◆ 本文抜粋
:::

Systemi（株式会社システムアイ）Advent Calendar 2024

【GitHub Actions】Actions Runner Controllerのメトリクスを可視化してみた

Last updated at 2024-12-20Posted at 2024-12-20

やること

Actions Runner Controller(以降、ARC)のmetricsを有効化して、Grafanaで可視化してみます。
ARCとは、GitHub Actions Self-hosted runnerを自動でスケーリングするための Kubernetes オペレーターです。

前提

Kubernetesクラスタ（Linux）が構築済み
- Azure以外のマネージドな Kubernetes サービスやOpenShift上での実行はサポートしていないようです（頑張れば動かないことはない）
ARCがインストール済み

私はローカル端末に構築したKubernetesクラスタで検証しました。

概要

OpenTelemetry Collector でarc-systems内のPodが持つmetrics取得用エンドポイントをScrapeして、Prometheusに送信します。 Prometheusに保存したmetricsをGrafanaで可視化します。
Namespaceは適宜読み替えてください。

ARCのメトリクスを有効化

ARCのメトリクスを有効化することで、ランナー数やワークフローの実行時間等のデータが Prometheus 形式で出力されるようになります。
公式ドキュメントにある通りgha-runner-scale-set-controllerの values.yml を用意してHelmChartを更新すればOKです。

:::

◆ 保存データ
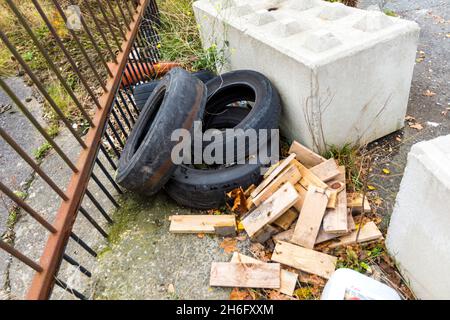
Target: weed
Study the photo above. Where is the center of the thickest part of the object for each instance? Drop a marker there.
(42, 151)
(350, 157)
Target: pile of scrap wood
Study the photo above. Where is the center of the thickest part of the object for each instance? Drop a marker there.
(302, 202)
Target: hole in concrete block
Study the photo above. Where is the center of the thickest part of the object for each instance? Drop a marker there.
(260, 18)
(373, 22)
(321, 41)
(241, 10)
(287, 28)
(302, 5)
(334, 11)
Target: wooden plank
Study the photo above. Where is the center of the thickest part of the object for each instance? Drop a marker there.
(306, 156)
(288, 279)
(354, 201)
(301, 194)
(309, 178)
(368, 232)
(245, 275)
(325, 236)
(310, 219)
(290, 174)
(326, 170)
(271, 209)
(283, 164)
(201, 223)
(335, 220)
(286, 219)
(304, 259)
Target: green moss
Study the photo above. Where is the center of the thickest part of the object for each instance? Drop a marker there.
(42, 151)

:::

◆ 練習問題
A) ARCのメトリクスに関する記事にある「ARCとは、GitHub Actions Self-hosted runnerを自動でスケーリングするための Kubernetes オペレーターです。」という一文を英語に訳してください。
B) ARCのメトリクスに関する記事を、最後の文のあとから書き継いでください。
この資料は本文とは別の出典から取られています。

◆ 各問の解答
A) ARC is a Kubernetes operator for automatically scaling GitHub Actions self-hosted runners.

B)
Podへ通信できるようにするため、Serivceをデプロイします。

apiVersion: v1
kind: Service
metadata:
  name: controller-service
  namespace: arc-systems
spec:
  selector:
    app.kubernetes.io/instance: <gha-runner-scale-set-controllerのチャート名>
    app.kubernetes.io/name: gha-rs-controller
    app.kubernetes.io/namespace: arc-systems
  ports:
  - protocol: TCP
    port: 8080
    targetPort: 8080
---
apiVersion: v1
kind: Service
metadata:
  name: listener-service
  namespace: arc-systems
spec:
  selector:
    actions.github.com/scale-set-name: <gha-runner-scale-setのチャート名>
    actions.github.com/scale-set-namespace: arc-runners
  ports:
  - protocol: TCP
    port: 8080
    targetPort: 8080

ARCのメトリクスを保存

OpenTelemetry Collectorをクラスタにデプロイして、収集したARCのmetricsをPrometheusに送信します。

OpenTelemetry Collectorイメージのビルド

まずは、OpenTelemetry Collectorのコンテナイメージを作成します。公式ドキュメントを参考にDockerfileとbuilder-config.yamlを作成します。

Dockerfile

FROM golang:1.23-bullseye AS build
WORKDIR /app
RUN go install go.opentelemetry.io/collector/cmd/builder@v0.115.0
COPY builder-config.yaml .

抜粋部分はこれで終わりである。